Copy the entire listing, down to the final line, exactly.

================================

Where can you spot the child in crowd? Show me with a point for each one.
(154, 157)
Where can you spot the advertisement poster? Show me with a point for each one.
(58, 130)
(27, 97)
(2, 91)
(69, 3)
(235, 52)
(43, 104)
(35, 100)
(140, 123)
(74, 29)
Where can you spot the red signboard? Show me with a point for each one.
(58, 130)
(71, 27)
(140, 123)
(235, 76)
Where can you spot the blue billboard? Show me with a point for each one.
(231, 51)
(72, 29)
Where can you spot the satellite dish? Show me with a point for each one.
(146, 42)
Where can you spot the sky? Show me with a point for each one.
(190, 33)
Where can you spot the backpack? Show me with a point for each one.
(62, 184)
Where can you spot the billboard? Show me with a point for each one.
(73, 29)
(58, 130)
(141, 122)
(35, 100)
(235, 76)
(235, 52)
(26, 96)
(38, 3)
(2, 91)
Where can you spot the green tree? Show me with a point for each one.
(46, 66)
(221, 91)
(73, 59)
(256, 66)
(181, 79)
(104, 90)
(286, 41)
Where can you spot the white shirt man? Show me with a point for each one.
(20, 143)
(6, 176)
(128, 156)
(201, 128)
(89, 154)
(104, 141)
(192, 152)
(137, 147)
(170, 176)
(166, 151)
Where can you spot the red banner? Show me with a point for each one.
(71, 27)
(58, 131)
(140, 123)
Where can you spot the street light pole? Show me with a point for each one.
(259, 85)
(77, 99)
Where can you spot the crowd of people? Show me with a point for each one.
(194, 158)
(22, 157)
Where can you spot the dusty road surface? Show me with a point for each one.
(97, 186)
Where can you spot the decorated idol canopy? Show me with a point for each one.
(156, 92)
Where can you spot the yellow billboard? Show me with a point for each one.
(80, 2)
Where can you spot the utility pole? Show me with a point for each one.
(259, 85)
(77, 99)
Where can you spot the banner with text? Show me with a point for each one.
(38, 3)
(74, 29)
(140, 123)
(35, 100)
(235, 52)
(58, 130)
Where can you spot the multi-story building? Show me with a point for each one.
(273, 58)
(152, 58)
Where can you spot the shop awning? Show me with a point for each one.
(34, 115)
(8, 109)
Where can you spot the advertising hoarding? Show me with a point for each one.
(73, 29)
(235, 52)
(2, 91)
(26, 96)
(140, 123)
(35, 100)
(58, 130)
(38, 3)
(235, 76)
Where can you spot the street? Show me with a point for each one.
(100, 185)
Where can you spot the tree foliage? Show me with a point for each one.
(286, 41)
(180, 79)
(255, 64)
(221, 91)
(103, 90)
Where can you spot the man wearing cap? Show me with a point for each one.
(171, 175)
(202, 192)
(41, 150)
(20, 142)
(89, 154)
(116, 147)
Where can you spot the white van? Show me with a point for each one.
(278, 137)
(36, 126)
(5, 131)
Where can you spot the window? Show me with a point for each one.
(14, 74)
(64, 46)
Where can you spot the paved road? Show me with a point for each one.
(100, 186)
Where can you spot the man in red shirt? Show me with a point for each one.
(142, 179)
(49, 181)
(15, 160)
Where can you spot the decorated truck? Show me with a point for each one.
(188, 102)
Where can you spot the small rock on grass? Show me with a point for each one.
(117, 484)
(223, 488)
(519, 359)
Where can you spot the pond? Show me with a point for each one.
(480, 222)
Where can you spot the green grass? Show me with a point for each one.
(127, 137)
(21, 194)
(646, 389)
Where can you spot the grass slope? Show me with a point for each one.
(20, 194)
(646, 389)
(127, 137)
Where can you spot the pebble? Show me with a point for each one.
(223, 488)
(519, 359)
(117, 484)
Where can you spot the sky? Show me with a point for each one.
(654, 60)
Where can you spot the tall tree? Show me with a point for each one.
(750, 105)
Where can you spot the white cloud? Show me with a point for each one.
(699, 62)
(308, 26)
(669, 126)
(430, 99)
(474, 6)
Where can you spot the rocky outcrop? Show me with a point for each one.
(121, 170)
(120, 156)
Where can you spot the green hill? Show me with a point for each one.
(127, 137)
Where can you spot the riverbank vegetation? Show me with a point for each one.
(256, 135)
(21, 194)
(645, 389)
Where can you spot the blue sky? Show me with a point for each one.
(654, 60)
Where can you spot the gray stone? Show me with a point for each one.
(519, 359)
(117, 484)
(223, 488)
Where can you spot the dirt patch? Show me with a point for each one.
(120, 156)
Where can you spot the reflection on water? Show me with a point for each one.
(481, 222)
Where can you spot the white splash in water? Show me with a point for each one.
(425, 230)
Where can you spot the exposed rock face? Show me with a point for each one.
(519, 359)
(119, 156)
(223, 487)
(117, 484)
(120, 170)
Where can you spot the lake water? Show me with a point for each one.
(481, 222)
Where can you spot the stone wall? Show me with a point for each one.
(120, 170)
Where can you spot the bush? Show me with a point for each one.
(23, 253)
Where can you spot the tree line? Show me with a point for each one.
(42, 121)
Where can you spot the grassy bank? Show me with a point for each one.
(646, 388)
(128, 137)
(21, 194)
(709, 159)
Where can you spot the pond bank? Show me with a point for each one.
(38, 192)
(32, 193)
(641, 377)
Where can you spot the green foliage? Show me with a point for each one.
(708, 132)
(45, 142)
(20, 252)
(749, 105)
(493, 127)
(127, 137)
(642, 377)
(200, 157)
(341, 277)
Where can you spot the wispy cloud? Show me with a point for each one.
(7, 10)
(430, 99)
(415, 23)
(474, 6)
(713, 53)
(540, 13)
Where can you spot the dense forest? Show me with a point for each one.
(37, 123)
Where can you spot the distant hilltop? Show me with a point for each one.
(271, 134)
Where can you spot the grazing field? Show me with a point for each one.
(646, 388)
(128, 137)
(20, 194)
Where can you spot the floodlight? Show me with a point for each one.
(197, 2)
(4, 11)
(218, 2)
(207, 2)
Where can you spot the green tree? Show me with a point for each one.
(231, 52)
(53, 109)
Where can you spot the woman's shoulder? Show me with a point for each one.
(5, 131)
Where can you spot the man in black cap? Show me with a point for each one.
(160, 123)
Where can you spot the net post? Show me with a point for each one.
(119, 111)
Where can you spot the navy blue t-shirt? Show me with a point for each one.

================================

SOLUTION TO THIS EXERCISE:
Where can you spot the child in crowd? Show me with a point for each one.
(154, 157)
Where can you spot the advertisement poster? Show me with a point for each one.
(58, 130)
(27, 97)
(2, 91)
(69, 3)
(235, 52)
(43, 104)
(35, 100)
(140, 123)
(74, 29)
Where can you spot the red signboard? Show me with a point for each one.
(58, 130)
(71, 27)
(140, 123)
(235, 76)
Where can you spot the blue billboard? Show me with a point for each one.
(231, 51)
(72, 29)
Where can you spot the satellite dish? Show me with a point for each one.
(146, 42)
Where can you spot the sky? Show me with a point for each one.
(190, 33)
Where can you spot the backpack? Show me with a point for each one.
(62, 184)
Where can you spot the billboard? Show me with a point for each one.
(73, 29)
(58, 130)
(141, 122)
(35, 100)
(235, 76)
(235, 52)
(26, 96)
(38, 3)
(2, 91)
Where can you spot the green tree? Show me with a point for each one.
(46, 66)
(221, 91)
(73, 59)
(256, 66)
(181, 79)
(104, 90)
(286, 41)
Where can you spot the white shirt man? Show me with a point for each one.
(20, 143)
(6, 176)
(128, 156)
(201, 128)
(89, 154)
(104, 141)
(192, 152)
(137, 147)
(170, 176)
(166, 151)
Where can you spot the red banner? Show me with a point for each one.
(71, 27)
(58, 131)
(140, 123)
Where can you spot the street light pole? Show me with a point for each one.
(259, 85)
(77, 99)
Where can you spot the crowd of people? Show me with a point for each one.
(194, 158)
(22, 157)
Where can you spot the dusty road surface? Show me with a point for each one.
(97, 186)
Where can you spot the decorated idol canopy? Show me with a point for each one.
(156, 92)
Where can you spot the yellow billboard? Show me with a point for each one.
(80, 2)
Where can you spot the utility pole? Show me with a point for each one.
(259, 85)
(77, 99)
Where can you spot the banner with text? Show me with a point for each one.
(38, 3)
(74, 29)
(140, 123)
(35, 100)
(235, 52)
(58, 130)
Where can you spot the multi-story building? Show me with a point for each one.
(273, 58)
(152, 58)
Where can you spot the shop awning? Show me with a point for each one.
(34, 115)
(8, 109)
Where can you spot the advertising hoarding? Show me with a point for each one.
(73, 29)
(235, 52)
(2, 91)
(26, 96)
(140, 123)
(35, 100)
(58, 130)
(38, 3)
(235, 76)
Where can you spot the street? Show me with a point for each one.
(100, 185)
Where can you spot the tree foliage? Show me with a point for each one.
(286, 41)
(180, 79)
(255, 64)
(221, 91)
(103, 90)
Where can you spot the man wearing cap? Show me with a point for each one.
(171, 175)
(202, 192)
(41, 150)
(20, 142)
(89, 154)
(116, 147)
Where can you spot the white van? Show me with a point for each one.
(278, 137)
(36, 126)
(5, 131)
Where can you spot the window? Show me with a point for each one.
(14, 74)
(64, 46)
Where can you spot the paved road? Show me with a point for each one.
(100, 186)
Where can you spot the man in red shirt? Show me with a point for each one.
(142, 179)
(49, 181)
(15, 160)
Where can you spot the decorated truck? Show me with a point for each one.
(188, 102)
Where can you spot the small rock on grass? Show me with a point for each one.
(117, 484)
(223, 488)
(519, 359)
Where can you spot the pond? Show me with a point for each one.
(480, 222)
Where can you spot the green grass? Show me with a point for each one.
(127, 137)
(21, 194)
(646, 389)
Where can you spot the grass slope? Show me with a point for each one.
(20, 194)
(646, 389)
(127, 137)
Where can you spot the pebble? Show me with a point for each one.
(223, 488)
(519, 359)
(117, 484)
Where can you spot the sky? Show me with a point for each one.
(654, 60)
Where can you spot the tall tree? Show me with a point for each one.
(750, 105)
Where can you spot the white cloud? Show me with a point for each one.
(699, 62)
(308, 26)
(669, 126)
(430, 99)
(474, 6)
Where can you spot the rocky outcrop? Show me with a point for each one.
(121, 170)
(120, 156)
Where can you spot the green hill? Show me with a point for each one.
(127, 137)
Where can you spot the riverbank vegetation? Show me with a point for each one.
(256, 135)
(21, 194)
(645, 389)
Where can you spot the blue sky? Show me with a point for each one.
(654, 60)
Where can you spot the gray stone? Show me with a point for each one.
(519, 359)
(117, 484)
(223, 488)
Where can you spot the dirt patch? Show me with a point for each one.
(120, 156)
Where can you spot the reflection on water? Show me with a point for each one.
(481, 222)
Where can you spot the white splash in water? Show me with a point for each one.
(425, 230)
Where can you spot the exposed rock face? Show me with a point for each one.
(519, 359)
(119, 156)
(223, 487)
(117, 484)
(120, 170)
Where can you spot the lake water? Show me with a point for each one.
(481, 222)
Where can you spot the stone wall? Show me with a point for each one.
(120, 170)
Where can you spot the bush? Show me with a point for each one.
(23, 253)
Where can you spot the tree line? Show me with a point for each one.
(42, 121)
Where can you spot the grassy bank? Show me with a point for each one.
(646, 388)
(128, 137)
(21, 194)
(709, 159)
Where can you spot the pond bank? Show me with a point for each one.
(38, 192)
(32, 193)
(641, 377)
Where can you spot the green foliage? Show me with a point for each one.
(708, 132)
(45, 142)
(20, 252)
(749, 105)
(493, 127)
(127, 137)
(642, 377)
(200, 157)
(341, 277)
Where can you spot the wispy cloud? Show me with a point for each one.
(7, 10)
(430, 99)
(415, 23)
(474, 6)
(713, 53)
(540, 13)
Where can you spot the dense forest? Show me with a point for each one.
(37, 123)
Where can you spot the distant hilltop? Show me with a point for each one.
(271, 134)
Where can you spot the grazing field? Show me with a point for each one.
(646, 388)
(128, 137)
(20, 194)
Where can you spot the floodlight? Show me with a point for each one.
(197, 2)
(4, 11)
(218, 2)
(207, 2)
Where can you spot the green tree? Show me with a point for each one.
(231, 52)
(53, 109)
Where can you spot the woman's shoulder? Show me with a point for each one.
(5, 131)
Where can you spot the man in black cap? Show me with a point for each one.
(160, 123)
Where can you spot the net post? Show me with a point for each one.
(119, 111)
Where can you spot the navy blue t-shirt? Show me with a point for each one.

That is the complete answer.